INSTRUCTIONS TO FOLLOW: Please pick out each line below that contains the word "blue" and copy it.
****************************************
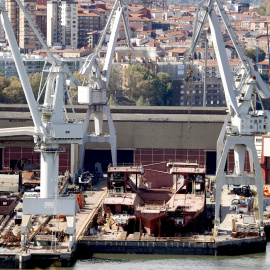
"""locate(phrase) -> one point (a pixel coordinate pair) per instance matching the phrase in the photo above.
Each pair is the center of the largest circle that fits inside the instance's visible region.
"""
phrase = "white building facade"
(62, 24)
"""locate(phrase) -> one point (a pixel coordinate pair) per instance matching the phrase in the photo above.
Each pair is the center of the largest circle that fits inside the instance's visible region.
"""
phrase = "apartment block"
(24, 34)
(88, 23)
(62, 24)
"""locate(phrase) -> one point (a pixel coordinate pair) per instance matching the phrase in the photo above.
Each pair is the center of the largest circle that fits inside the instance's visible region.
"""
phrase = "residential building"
(24, 33)
(62, 24)
(88, 22)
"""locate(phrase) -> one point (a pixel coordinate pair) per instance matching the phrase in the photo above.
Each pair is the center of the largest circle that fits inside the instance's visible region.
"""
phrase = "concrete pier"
(203, 245)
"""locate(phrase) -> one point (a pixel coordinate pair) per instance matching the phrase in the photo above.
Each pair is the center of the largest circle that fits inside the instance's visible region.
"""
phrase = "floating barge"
(91, 238)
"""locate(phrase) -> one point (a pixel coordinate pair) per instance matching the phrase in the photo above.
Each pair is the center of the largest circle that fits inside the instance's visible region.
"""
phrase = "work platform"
(60, 253)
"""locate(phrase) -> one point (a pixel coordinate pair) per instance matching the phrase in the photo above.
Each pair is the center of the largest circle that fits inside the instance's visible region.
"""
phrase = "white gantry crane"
(51, 129)
(94, 94)
(243, 120)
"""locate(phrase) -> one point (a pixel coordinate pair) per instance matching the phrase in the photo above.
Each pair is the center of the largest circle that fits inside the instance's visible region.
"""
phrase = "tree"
(115, 82)
(142, 102)
(143, 84)
(34, 80)
(139, 81)
(14, 92)
(262, 10)
(251, 53)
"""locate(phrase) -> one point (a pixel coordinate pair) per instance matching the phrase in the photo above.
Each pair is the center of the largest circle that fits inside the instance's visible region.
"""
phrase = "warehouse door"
(105, 158)
(211, 161)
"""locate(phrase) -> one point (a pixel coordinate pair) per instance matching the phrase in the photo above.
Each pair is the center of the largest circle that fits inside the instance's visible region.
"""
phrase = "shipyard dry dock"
(109, 240)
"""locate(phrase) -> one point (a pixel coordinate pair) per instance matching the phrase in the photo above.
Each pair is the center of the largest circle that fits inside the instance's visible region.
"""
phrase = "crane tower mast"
(243, 120)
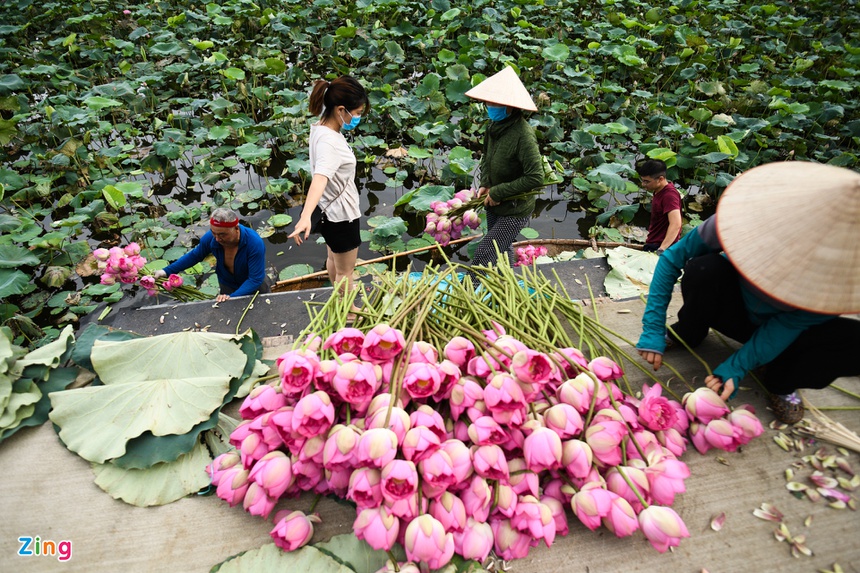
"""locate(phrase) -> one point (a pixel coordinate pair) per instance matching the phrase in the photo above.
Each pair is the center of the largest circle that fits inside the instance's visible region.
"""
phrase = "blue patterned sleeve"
(700, 241)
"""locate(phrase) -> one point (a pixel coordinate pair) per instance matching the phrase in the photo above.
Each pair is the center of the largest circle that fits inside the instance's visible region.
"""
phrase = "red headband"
(214, 223)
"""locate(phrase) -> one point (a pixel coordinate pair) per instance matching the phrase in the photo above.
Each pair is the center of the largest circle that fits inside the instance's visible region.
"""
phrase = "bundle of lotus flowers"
(827, 429)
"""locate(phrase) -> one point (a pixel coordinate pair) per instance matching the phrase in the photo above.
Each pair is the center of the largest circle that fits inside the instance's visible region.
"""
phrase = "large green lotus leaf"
(147, 450)
(631, 272)
(355, 552)
(48, 356)
(20, 404)
(14, 282)
(12, 256)
(270, 557)
(84, 345)
(169, 357)
(60, 379)
(159, 485)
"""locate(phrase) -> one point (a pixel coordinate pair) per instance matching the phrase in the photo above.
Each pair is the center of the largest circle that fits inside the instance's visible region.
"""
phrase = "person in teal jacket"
(754, 279)
(240, 256)
(511, 165)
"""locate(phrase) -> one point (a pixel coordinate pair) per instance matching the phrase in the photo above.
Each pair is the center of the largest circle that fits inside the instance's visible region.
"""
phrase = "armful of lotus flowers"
(724, 389)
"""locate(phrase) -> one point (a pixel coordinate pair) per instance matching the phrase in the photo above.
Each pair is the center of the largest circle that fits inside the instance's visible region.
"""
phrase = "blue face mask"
(353, 122)
(497, 112)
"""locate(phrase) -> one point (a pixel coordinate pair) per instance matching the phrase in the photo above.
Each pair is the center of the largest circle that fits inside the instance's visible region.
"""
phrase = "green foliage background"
(98, 107)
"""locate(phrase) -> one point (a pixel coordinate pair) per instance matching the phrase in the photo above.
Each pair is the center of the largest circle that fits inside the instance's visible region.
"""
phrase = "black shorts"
(341, 236)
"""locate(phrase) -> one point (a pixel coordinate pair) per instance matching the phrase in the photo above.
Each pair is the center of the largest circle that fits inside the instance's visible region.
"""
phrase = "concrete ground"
(49, 491)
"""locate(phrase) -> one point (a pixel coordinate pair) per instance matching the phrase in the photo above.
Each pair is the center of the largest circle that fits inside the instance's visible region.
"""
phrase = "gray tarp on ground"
(49, 492)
****************************************
EXERCISE OUTPUT:
phrase = "blue patterned sleeve"
phrase = "blue face mask"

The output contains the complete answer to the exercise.